* [Task instructions]:
Render the lines of the listing below as a numbered list, leaving out any blank lines, starting at the line containing "Could you point out the black ceiling" and ending at the line containing "column 277, row 516". Include only those lines.
Start of Material provided
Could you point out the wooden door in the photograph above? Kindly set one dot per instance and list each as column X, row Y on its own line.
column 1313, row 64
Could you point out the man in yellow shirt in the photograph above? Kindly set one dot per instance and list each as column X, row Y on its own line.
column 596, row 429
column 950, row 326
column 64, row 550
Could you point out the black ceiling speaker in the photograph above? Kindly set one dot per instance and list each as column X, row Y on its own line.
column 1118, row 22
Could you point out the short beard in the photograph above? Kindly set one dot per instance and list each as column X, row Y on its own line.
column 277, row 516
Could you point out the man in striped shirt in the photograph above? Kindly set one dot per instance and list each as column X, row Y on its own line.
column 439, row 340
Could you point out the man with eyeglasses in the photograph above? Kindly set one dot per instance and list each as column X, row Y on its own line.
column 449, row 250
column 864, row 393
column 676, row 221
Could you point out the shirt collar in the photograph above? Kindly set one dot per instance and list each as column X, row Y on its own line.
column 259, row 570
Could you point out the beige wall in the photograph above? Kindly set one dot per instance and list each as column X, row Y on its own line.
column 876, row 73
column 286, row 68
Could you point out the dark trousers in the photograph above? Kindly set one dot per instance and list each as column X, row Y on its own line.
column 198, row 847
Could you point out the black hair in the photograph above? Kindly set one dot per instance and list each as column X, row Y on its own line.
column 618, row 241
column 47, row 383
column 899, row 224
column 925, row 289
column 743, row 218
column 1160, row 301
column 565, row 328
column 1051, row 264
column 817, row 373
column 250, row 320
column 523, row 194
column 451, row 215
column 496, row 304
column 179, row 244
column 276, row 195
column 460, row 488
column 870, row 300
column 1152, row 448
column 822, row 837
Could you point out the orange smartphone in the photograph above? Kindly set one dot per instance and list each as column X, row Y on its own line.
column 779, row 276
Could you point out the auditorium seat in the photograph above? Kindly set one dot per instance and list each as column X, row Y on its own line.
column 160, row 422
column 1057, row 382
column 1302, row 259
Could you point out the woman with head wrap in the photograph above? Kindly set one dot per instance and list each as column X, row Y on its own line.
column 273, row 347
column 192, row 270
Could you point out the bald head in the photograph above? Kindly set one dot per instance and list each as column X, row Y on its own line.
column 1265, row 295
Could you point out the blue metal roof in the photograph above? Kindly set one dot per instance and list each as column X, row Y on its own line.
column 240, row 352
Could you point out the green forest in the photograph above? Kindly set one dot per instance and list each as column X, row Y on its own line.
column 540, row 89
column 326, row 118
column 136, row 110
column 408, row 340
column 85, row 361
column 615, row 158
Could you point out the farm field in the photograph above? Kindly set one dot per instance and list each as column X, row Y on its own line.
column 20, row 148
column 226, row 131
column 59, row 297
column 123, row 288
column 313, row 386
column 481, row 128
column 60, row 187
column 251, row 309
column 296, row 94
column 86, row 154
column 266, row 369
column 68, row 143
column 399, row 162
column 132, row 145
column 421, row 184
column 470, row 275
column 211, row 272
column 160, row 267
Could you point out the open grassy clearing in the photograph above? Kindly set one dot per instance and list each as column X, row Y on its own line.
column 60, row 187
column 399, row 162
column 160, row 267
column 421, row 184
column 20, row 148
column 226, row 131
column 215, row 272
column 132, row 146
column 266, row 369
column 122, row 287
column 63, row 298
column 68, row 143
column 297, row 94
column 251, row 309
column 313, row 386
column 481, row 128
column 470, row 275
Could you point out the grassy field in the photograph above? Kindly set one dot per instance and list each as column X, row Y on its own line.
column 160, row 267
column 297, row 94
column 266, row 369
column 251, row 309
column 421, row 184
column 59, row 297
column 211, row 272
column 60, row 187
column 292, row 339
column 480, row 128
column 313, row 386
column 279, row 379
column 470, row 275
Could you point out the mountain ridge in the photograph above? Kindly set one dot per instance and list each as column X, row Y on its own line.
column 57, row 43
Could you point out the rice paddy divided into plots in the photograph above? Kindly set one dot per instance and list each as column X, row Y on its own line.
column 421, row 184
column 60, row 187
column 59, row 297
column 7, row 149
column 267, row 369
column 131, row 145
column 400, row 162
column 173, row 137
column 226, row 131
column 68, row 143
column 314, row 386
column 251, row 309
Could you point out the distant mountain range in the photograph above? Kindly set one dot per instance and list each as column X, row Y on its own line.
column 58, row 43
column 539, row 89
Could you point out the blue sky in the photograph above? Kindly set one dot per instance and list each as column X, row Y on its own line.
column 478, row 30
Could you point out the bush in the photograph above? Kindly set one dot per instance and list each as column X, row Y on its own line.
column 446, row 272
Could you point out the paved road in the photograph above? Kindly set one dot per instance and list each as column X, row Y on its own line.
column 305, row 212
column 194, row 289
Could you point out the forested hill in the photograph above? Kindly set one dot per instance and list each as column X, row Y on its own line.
End of Material provided
* [Written reply]:
1. Could you point out the black ceiling speaker in the photograph above? Kindly set one dot per instance and list each as column X, row Y on its own line.
2. column 1118, row 22
3. Could you point out the short beard in the photograph above? Kindly set one dot per instance and list each as column X, row Y on its own line.
4. column 277, row 516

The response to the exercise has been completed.